Exercise tasks:
A) In the zebrafish macrophage figure legends, which gene was used as the reference gene for real-time RT-PCR?
B) Summarize the zebrafish macrophage figure legends in two sentences.
C) Continue the zebrafish macrophage figure legends from the point where they stop.

Figure 3.. Isolation and molecular characterization of macrophage phenotypes.

(A) Graphed data of representative fluorescence-activated flow cytometry analysis of tnfa⁺ and tnfa⁻ macrophages upon inflammatory stimulations. Tg(mpeg1:mCherryF/tnfa:eGFP-F) larvae were either kept intact (control), or amputated, or injected with PBS or with E. coli at 3 dpf, and cells were collected at 6 hr post-treatment. Red, green, and yellow gates represent mCherry⁺, eGFP⁺, and mCherry⁺eGFP⁺ populations, respectively. (B) Graph represents the kinetic of the frequency of mpeg1⁺tnfa⁺ macrophages in macrophage population (mpeg1⁺) in three independent experiments following stimulation: amputation and E. coli infection (E. coli) at indicated time points. *p < 0.05 vs 3 hpA, mean value of three experiments ±s.e.m. (C) Gating strategy to isolate control cells (mCherry⁻ eGFP⁻, neg), tnfa⁻ macrophages (mCherry⁺ eGFP⁻, mCh⁺), tnfa⁺ macrophages (mCherry⁺eGFP⁺, dbl⁺). (D–H) Relative expression of (D) mpeg1, (E) tnfa, (F) tnfb, il1b, (G) il6, (H) tgfb1, ccr2, and cxcr4b in cells neg, mCh⁺, and dbl⁺. Tg(mpeg1:mCherryF/tnfa:eGFP-F) were amputated at 3 dpf and cells were collected and separated at 6 hpA and 26 hpA. Real-time RT-PCR on separated cells using EF1a as a reference gene. Graph represents the mean value of five independent experiments ±s.e.m. Statistical significance between bars are indicated *p < 0.05, **p < 0.01. DOI: http://dx.doi.org/10.7554/eLife.07288.010

Figure 4.. M1-like macrophages convert their phenotype toward M2-like phenotype in the wounded fin.

(A) Diagram showing the site where caudal fin was transected (dotted red line) in 3 dpf Tg(mpeg1:mCherryF/tnfa:eGFP-F) larvae. The black dotted box represents the region imaged by confocal microscopy. (B) Representative time-lapse maximum projections of 3 dpf Tg(mpeg1:mCherryF/tnfa:eGFP-F) amputated fins showing the fate of tnfa⁺ macrophages (magenta + green) at the indicated times pA (hours:minutes) from 6 hpA to 26 hpA. White lines delimit the caudal fin. Scale bar = 30 μm. (C) Tracking of tnfa⁺ macrophages from 6 to 26 hpA. The distinct colours of the lines correspond to the distinct macrophages that were indicated with an arrowhead in B. (D) Diagram representing macrophage activation and polarization in zebrafish. Unpolarized macrophages (mpeg1⁺) are mobilized and recruited to the wound following fin amputation. They are activated and polarized toward a M1-like phenotype (pro-inflammatory) few hours following fin amputation. After 24 hpA, in response to changes in environmental cues, the same macrophages progressively change their phenotype toward intermediate phenotypes and maybe fully polarized M2-like phenotype (non-inflammatory). Main markers of macrophage subtypes are indicated and resemble those found in human (tnfa/b indicates tumour necrosis factor alpha; il1b, interleukin 1-beta; il6, interleukin 6; tgfb1, tumour growth factor beta 1; ccr2, c–c chemokine receptor type 2; cxcr4b, chemokine (C-X-C motif) receptor 4b). DOI: http://dx.doi.org/10.7554/eLife.07288.011

Figure 4—figure supplement 1.. Recruited macrophages remain in the region of tissue injury at 26 hpA.

Source data:
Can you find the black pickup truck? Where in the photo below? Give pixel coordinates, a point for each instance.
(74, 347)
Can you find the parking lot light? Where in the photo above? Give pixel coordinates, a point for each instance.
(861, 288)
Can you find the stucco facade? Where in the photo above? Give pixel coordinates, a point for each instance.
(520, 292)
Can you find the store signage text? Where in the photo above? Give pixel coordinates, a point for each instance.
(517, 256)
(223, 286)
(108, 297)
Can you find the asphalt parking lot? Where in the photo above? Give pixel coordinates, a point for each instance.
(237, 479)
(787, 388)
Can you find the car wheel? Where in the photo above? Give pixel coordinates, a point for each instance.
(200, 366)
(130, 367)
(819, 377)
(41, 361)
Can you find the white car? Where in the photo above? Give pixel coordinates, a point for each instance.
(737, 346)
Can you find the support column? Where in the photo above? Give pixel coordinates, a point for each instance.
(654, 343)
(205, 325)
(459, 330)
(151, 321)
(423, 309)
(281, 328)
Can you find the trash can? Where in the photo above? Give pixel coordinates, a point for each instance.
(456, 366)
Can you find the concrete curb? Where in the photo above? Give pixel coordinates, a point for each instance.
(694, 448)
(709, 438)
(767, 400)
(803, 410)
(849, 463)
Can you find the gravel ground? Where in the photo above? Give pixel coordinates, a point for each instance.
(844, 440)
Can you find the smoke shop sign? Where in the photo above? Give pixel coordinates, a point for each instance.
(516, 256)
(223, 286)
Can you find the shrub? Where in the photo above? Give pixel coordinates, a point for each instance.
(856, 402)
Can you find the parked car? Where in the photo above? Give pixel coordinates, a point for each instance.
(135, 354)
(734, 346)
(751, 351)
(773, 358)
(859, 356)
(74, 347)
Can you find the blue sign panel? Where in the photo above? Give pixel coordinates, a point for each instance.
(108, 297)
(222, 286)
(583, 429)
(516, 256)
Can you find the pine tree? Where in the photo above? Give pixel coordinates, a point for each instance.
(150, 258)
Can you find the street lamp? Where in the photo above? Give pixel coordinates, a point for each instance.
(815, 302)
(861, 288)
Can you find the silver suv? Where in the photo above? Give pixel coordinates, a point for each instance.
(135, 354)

--

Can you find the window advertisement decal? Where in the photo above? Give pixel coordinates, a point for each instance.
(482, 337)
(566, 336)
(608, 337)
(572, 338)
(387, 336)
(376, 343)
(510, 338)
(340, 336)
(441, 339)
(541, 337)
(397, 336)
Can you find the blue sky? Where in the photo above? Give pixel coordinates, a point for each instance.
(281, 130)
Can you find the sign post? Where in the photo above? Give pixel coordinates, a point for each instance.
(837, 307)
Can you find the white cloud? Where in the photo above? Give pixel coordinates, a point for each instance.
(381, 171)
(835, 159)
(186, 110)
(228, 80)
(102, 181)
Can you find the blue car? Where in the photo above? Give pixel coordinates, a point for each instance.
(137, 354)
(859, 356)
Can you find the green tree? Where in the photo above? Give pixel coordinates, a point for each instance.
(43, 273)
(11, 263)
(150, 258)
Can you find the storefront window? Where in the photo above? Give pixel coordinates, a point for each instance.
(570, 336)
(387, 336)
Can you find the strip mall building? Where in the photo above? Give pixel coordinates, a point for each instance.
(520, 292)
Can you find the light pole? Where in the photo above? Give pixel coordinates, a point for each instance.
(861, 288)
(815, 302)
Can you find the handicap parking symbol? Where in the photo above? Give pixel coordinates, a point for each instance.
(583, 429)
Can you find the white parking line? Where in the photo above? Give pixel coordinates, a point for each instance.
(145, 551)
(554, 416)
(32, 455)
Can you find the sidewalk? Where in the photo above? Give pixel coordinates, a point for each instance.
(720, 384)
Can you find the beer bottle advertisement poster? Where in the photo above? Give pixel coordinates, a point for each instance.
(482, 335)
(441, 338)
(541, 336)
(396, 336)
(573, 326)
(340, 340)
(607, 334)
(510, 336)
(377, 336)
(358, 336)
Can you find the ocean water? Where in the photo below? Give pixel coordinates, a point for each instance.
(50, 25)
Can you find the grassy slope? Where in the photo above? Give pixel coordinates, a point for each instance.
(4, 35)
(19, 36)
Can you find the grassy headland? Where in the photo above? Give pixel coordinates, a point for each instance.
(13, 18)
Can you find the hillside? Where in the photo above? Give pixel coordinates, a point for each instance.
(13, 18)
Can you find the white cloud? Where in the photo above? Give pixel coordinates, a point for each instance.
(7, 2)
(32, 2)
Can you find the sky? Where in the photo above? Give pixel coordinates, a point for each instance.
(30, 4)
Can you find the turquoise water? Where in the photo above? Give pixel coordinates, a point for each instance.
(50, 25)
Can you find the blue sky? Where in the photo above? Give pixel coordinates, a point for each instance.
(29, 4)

Answers given:
A) EF1a

B) Figure 3 describes isolating tnfa⁺ and tnfa⁻ macrophages from Tg(mpeg1:mCherryF/tnfa:eGFP-F) larvae by flow cytometry after amputation, PBS injection or E. coli injection, and measuring marker gene expression in the separated cells by real-time RT-PCR. Figure 4 uses time-lapse imaging and tracking of amputated fins to show that tnfa⁺ M1-like macrophages progressively shift toward intermediate and possibly M2-like phenotypes after 24 hpA.

C)
(A) Diagram showing the site where caudal fin was transected (dotted red line) in 3 dpf Tg(mpeg1:GAL4/UAS:Kaede) larvae. The black dotted box represents the region imaged by confocal microscopy. (B) Representative maximum projections of confocal analysis of Kaede (green and red) expression in recruited macrophages at 6 hpA in Tg(mpeg1:GAL4/UAS:Kaede) fins. Images were acquired before photoconversion at 6 hpA (left panel), immediately after photoconversion at 6 hpA (middle panel), and at 26 hpA (right panel). The blue dashed boxes represent the region that was scanned using UV laser allowing photoconversion of few macrophages at the wound leaving them with red fluorescence rather than green. Arrowheads show the traced and photoconverted macrophages at 26 hpA and white dotted line outline the amputated fin. (n_cells = 13, n_larvae = 5) Scale bar = 20 μm. DOI: http://dx.doi.org/10.7554/eLife.07288.012

Author response image 1.. GFP-F is expressed in macrophages in Tg(tnfa:eGFP-F).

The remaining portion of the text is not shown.